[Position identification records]

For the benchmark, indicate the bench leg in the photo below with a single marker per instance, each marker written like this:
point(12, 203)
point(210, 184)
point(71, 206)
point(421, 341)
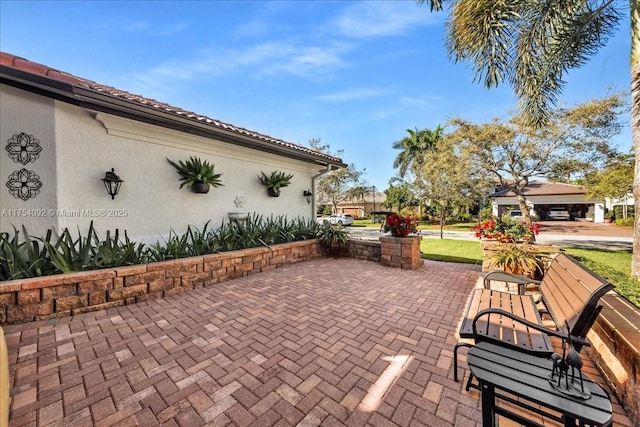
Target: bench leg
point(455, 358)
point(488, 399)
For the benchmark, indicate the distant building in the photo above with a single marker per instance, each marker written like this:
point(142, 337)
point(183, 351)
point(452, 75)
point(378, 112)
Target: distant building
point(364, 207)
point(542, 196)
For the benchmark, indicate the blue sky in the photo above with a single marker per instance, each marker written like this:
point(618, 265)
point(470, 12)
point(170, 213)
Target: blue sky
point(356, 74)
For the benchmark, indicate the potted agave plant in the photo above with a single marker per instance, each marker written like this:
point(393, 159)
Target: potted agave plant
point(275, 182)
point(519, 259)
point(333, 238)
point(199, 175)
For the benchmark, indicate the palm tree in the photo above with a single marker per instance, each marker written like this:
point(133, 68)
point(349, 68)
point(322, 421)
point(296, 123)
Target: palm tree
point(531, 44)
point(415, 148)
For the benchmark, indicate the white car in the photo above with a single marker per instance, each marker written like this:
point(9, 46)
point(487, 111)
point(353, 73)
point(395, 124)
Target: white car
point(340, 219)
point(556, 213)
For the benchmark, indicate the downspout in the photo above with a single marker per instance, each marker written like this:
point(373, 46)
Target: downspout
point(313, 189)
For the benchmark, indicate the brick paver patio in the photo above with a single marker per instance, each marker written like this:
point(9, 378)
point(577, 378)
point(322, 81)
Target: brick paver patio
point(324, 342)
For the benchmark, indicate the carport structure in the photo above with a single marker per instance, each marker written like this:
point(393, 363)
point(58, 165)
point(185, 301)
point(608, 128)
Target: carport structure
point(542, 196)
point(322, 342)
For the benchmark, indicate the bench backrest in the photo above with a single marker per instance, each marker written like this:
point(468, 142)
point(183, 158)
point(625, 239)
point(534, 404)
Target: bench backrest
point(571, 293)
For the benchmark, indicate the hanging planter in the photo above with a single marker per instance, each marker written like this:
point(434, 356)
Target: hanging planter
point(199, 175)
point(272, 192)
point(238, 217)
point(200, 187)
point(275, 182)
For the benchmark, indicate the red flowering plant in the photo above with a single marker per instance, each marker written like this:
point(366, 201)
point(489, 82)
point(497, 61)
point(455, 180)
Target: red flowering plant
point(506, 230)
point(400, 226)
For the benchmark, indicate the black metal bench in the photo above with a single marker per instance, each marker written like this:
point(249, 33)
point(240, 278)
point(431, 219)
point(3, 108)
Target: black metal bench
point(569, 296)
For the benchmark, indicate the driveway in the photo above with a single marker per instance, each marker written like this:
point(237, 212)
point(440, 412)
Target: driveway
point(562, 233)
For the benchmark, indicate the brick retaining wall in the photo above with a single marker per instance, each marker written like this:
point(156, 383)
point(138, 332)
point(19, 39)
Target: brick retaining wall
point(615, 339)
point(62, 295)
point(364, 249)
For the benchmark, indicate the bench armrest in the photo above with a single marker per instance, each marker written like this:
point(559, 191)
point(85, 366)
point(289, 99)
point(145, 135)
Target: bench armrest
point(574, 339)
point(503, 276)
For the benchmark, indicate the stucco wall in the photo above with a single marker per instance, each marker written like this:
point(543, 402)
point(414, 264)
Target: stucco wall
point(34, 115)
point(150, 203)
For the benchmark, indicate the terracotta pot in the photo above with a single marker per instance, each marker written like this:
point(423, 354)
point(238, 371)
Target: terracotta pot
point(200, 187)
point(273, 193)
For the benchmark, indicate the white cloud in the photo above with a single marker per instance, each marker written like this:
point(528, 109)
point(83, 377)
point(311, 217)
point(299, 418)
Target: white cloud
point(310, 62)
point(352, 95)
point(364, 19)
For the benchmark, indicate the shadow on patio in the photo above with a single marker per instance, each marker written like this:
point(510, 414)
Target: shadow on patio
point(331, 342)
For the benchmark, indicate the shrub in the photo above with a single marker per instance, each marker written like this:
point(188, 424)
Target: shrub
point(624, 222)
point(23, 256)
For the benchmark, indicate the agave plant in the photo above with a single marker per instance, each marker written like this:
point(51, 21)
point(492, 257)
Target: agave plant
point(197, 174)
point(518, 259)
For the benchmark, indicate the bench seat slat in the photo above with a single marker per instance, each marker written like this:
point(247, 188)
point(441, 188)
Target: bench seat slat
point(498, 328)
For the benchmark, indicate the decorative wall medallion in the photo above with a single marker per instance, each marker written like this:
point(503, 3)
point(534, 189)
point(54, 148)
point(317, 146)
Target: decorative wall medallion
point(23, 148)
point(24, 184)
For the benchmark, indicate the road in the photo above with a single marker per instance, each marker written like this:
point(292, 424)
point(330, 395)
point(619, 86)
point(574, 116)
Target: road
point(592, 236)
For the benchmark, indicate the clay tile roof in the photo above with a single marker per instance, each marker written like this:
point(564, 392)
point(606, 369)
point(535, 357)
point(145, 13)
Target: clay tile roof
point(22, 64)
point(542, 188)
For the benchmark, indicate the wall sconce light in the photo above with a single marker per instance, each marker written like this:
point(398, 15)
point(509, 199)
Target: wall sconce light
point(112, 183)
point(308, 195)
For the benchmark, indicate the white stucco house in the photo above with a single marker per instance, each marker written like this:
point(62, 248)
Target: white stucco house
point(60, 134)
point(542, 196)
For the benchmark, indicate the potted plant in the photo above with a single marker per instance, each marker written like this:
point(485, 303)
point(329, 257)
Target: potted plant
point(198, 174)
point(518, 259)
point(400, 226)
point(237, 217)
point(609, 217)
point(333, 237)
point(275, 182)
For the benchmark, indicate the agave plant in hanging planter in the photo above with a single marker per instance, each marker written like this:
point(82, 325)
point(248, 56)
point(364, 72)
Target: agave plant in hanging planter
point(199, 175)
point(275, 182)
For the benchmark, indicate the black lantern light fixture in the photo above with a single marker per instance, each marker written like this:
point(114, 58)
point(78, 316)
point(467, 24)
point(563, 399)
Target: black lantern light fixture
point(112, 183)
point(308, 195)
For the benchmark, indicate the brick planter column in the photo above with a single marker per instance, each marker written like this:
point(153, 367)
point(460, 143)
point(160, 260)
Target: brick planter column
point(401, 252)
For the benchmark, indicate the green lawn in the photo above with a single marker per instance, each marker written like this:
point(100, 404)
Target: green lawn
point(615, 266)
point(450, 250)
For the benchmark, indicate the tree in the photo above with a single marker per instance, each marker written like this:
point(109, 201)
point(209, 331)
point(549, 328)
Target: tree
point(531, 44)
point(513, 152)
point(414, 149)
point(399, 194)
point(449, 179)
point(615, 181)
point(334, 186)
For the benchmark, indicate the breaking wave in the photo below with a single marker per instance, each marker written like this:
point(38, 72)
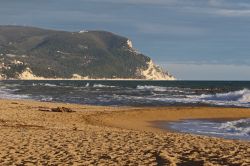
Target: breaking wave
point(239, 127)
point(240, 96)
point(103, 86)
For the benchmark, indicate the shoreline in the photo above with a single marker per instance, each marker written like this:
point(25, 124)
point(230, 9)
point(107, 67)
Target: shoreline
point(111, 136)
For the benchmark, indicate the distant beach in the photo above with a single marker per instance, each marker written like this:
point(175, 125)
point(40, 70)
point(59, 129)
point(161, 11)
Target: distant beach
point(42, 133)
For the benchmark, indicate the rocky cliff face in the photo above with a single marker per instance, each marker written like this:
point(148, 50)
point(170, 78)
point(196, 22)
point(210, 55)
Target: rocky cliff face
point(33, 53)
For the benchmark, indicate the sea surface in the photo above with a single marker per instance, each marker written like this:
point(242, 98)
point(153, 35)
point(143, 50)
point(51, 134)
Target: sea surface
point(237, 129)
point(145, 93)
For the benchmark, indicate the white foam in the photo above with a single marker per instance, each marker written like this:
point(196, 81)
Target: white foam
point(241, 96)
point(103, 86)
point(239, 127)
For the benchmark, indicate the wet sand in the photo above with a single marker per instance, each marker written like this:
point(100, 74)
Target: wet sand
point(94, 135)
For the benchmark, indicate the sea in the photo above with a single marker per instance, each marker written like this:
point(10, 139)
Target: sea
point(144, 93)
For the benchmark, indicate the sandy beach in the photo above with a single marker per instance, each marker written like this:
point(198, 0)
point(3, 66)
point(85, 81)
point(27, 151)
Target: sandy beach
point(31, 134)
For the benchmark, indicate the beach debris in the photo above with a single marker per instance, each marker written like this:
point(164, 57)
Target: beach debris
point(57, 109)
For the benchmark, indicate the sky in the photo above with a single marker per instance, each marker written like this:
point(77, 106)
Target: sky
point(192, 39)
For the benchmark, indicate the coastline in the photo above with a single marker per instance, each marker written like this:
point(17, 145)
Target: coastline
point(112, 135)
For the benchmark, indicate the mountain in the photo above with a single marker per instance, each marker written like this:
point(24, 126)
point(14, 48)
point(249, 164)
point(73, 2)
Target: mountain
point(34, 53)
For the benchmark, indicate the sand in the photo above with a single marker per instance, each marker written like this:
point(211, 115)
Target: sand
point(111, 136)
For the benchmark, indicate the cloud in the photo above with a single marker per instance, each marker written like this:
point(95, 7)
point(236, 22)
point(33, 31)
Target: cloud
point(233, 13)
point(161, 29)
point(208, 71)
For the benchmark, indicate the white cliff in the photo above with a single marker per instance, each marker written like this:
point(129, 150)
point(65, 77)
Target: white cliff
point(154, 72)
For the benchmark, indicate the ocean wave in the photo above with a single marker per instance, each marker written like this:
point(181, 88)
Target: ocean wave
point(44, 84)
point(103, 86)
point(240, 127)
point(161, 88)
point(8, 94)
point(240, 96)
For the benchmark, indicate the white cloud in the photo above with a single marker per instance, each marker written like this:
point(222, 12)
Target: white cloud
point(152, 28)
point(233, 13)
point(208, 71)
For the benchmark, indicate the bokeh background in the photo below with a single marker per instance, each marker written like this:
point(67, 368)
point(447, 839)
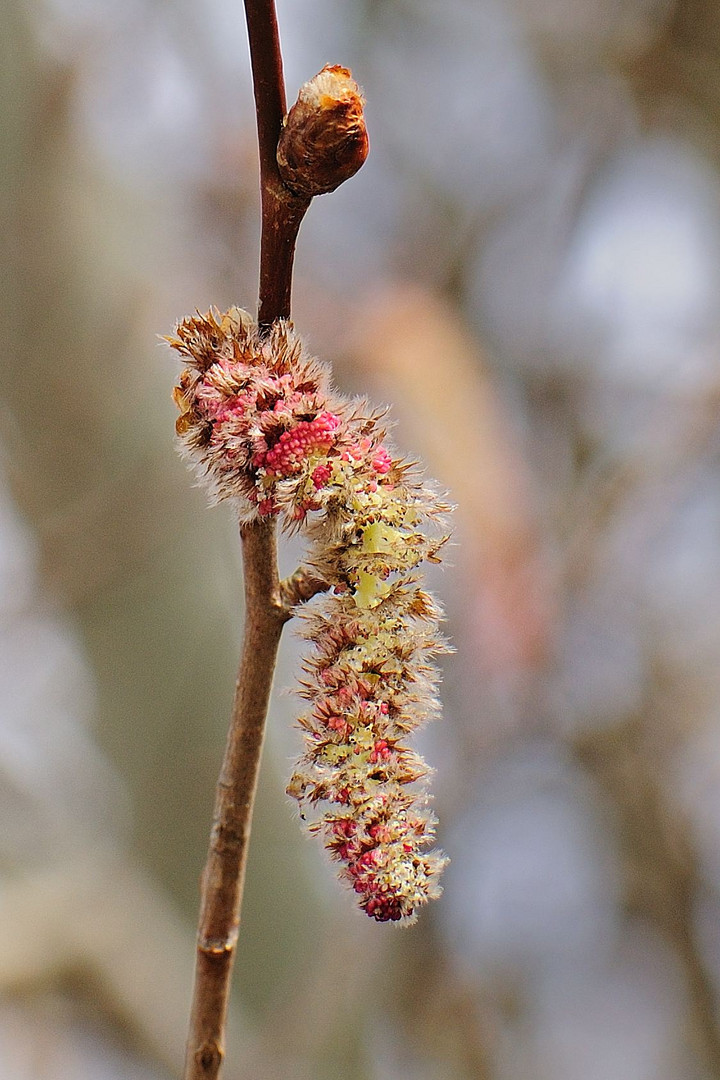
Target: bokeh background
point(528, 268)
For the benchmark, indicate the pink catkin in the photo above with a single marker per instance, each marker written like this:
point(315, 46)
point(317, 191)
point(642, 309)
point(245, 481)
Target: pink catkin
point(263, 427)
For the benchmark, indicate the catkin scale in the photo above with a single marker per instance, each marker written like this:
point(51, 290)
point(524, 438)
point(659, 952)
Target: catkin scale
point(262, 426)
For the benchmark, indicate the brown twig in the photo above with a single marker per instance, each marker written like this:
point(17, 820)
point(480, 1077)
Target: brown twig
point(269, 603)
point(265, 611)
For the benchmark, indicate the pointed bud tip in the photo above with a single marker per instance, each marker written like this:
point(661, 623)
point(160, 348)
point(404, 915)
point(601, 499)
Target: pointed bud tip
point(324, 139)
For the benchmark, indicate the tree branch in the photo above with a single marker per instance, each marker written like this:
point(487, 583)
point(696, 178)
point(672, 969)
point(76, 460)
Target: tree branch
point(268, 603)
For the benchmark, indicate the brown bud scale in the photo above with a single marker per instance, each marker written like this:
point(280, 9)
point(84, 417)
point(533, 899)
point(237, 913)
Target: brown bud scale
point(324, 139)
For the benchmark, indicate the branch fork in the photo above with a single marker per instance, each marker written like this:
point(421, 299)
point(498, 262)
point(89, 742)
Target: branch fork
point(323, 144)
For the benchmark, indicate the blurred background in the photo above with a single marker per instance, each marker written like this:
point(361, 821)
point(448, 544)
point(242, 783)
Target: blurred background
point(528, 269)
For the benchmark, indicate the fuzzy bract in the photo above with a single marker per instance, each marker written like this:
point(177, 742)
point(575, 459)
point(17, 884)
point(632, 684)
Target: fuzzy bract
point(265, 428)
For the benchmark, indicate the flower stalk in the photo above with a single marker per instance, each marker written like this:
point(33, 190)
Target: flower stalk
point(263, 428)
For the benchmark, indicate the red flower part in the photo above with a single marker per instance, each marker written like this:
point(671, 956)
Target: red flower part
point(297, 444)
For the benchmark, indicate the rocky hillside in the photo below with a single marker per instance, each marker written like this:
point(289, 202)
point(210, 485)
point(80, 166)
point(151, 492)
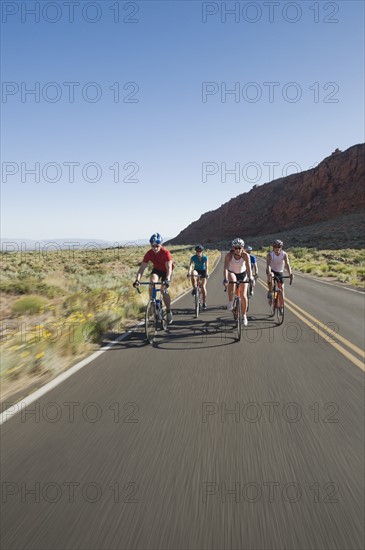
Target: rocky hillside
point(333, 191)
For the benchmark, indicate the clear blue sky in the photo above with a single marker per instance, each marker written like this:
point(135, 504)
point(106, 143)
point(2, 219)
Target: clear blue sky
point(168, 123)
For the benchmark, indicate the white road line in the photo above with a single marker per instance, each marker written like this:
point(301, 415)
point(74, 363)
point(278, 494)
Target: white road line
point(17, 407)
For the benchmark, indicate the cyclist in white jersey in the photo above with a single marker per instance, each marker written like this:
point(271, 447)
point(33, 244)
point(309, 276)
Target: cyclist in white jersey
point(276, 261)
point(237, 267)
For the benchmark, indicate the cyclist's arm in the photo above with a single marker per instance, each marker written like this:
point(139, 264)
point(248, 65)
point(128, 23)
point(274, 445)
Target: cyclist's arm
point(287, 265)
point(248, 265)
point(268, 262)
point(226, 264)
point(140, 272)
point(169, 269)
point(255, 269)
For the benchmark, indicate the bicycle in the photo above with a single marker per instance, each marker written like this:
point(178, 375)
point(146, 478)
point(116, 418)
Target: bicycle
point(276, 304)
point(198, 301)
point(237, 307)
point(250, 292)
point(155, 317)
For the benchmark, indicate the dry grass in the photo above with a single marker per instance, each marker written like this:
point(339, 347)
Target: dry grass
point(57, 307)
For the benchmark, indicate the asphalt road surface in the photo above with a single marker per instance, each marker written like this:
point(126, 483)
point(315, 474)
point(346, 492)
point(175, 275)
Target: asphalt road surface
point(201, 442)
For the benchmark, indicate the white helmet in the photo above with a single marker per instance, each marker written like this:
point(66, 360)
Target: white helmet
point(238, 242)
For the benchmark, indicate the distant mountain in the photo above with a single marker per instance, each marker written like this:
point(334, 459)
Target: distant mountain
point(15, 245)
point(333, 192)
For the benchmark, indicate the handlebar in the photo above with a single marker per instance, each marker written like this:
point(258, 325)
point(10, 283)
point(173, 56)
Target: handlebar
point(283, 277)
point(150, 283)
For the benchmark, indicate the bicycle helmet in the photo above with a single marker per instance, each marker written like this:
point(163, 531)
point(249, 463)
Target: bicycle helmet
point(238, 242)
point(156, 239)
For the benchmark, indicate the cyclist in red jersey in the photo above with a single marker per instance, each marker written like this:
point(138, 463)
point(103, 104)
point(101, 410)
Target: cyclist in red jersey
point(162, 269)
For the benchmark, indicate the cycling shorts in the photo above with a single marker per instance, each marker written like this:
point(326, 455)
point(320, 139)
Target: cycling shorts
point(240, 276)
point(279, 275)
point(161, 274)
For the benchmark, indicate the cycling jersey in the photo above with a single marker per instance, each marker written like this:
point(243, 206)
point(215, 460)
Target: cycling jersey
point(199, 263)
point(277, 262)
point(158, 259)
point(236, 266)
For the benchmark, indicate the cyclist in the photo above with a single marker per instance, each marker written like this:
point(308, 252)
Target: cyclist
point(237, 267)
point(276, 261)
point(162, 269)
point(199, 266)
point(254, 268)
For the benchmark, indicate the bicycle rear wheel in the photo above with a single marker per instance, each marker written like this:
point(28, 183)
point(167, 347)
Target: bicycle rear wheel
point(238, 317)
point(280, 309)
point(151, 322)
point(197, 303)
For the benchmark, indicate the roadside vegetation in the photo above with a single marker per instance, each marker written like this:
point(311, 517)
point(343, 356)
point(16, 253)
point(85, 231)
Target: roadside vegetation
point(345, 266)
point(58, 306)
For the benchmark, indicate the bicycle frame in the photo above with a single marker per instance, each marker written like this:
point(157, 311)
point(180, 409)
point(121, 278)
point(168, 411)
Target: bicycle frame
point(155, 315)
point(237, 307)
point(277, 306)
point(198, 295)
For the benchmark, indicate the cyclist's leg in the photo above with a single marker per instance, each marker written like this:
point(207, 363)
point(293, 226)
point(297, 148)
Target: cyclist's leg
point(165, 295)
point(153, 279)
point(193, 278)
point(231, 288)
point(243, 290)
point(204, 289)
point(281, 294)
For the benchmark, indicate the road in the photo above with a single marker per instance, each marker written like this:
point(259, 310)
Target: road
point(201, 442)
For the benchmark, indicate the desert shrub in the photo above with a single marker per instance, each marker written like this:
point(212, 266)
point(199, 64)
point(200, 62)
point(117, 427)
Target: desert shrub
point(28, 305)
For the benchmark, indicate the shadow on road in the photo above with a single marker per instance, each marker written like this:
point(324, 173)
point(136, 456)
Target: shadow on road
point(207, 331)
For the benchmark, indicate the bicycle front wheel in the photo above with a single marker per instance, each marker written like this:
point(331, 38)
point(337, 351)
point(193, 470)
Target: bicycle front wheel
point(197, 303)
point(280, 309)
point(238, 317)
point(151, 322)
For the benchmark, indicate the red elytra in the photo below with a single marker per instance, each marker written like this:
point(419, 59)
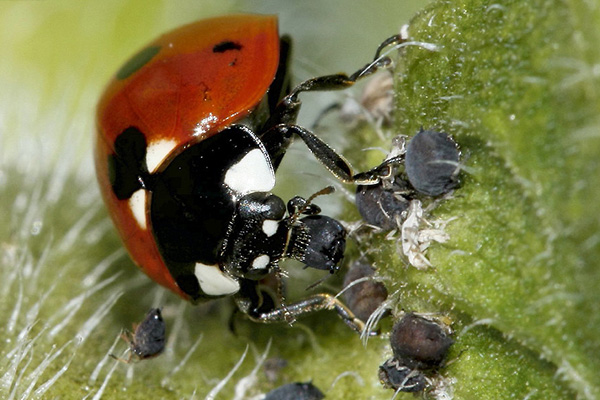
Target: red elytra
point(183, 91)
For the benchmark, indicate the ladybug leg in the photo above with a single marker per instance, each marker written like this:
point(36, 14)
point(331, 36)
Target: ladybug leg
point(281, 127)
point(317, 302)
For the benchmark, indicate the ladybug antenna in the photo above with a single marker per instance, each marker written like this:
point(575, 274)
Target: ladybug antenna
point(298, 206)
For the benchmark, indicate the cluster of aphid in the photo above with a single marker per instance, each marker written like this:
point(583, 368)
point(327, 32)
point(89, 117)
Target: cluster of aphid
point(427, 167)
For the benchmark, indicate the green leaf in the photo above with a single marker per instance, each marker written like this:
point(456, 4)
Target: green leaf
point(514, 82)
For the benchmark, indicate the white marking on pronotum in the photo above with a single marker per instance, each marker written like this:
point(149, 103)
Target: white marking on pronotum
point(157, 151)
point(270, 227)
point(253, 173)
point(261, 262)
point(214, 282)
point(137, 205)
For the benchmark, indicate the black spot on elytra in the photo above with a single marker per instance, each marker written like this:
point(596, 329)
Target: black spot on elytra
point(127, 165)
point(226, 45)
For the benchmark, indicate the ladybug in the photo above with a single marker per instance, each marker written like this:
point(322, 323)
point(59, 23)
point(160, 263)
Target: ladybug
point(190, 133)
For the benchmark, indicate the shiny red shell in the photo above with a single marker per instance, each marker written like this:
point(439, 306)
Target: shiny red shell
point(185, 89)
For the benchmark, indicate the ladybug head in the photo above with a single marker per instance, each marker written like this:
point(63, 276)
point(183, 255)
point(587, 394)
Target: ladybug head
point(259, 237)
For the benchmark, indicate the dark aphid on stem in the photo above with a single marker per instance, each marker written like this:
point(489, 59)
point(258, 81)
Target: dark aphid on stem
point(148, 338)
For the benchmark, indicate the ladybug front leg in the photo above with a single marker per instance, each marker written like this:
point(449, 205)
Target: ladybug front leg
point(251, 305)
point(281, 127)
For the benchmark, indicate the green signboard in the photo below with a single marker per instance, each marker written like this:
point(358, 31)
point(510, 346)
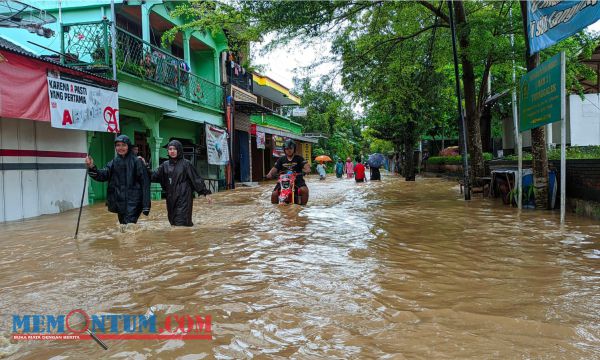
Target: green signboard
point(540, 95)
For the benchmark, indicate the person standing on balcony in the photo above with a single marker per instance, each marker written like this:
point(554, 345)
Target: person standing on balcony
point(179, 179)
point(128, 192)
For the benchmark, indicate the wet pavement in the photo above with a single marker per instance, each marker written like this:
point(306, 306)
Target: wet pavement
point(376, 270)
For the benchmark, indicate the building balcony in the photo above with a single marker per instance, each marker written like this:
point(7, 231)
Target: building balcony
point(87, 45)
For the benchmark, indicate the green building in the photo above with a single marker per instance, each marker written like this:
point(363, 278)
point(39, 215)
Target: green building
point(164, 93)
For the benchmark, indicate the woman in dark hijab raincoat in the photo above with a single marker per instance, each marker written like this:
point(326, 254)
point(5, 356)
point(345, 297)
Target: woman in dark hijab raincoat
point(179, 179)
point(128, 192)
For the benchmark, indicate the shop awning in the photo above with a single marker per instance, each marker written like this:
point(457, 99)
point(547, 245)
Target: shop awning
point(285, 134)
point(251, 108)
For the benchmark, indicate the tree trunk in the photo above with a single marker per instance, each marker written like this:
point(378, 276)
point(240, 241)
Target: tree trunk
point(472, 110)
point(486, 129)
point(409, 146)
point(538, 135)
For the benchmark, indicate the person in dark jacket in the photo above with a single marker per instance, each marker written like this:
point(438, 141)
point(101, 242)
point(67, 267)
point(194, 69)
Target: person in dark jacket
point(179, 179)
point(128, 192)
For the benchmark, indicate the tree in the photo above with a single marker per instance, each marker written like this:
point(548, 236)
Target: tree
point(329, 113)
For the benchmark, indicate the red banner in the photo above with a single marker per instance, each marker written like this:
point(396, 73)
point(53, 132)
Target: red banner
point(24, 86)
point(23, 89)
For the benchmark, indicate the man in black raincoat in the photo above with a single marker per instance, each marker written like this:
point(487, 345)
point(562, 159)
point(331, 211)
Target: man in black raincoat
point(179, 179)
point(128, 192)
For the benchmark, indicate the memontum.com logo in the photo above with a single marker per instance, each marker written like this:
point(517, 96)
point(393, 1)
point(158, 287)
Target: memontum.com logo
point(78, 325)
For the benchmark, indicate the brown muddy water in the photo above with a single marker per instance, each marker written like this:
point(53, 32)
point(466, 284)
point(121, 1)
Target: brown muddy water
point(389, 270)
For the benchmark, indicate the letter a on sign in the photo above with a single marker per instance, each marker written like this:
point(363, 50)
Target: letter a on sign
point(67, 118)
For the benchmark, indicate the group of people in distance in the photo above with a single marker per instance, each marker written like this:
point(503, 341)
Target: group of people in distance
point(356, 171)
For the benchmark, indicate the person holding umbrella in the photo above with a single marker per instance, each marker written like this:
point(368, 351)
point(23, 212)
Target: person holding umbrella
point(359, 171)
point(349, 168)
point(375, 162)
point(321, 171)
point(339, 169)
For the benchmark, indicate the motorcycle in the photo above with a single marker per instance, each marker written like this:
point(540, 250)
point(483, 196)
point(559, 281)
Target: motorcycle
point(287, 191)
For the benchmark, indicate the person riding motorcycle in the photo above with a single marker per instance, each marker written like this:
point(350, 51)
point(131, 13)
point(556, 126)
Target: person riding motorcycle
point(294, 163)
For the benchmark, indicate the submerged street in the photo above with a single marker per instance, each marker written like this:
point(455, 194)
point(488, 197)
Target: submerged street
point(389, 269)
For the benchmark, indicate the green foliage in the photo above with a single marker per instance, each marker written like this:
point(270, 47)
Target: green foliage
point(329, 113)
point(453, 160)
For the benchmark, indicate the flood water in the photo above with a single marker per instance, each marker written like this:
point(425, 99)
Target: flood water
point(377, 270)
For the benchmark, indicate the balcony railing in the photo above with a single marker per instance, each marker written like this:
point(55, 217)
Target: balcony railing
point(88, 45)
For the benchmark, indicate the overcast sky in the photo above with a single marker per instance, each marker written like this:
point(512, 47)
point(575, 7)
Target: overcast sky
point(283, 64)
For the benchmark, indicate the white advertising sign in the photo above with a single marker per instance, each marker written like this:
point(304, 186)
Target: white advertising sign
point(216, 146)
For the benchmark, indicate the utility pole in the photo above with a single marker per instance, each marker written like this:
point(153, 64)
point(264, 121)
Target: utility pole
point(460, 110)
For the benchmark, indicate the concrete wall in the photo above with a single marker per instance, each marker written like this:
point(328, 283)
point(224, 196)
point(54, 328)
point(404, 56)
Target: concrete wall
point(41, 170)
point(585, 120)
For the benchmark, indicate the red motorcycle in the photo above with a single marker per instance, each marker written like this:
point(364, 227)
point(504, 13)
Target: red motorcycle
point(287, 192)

**What is being asked**
In the items above, copy out word for word everything from the line containing "For the benchmark, indicate the shiny" down to the line containing "point(259, 237)", including both of those lines.

**Problem solution**
For the benchmark, indicate the shiny red shell in the photo above with a single marker per instance, each marker written like this:
point(439, 306)
Target: shiny red shell
point(185, 89)
For the benchmark, indicate the ladybug head in the photo above with a single marker per instance, each marker written like this:
point(63, 276)
point(183, 255)
point(587, 394)
Target: ladybug head
point(259, 237)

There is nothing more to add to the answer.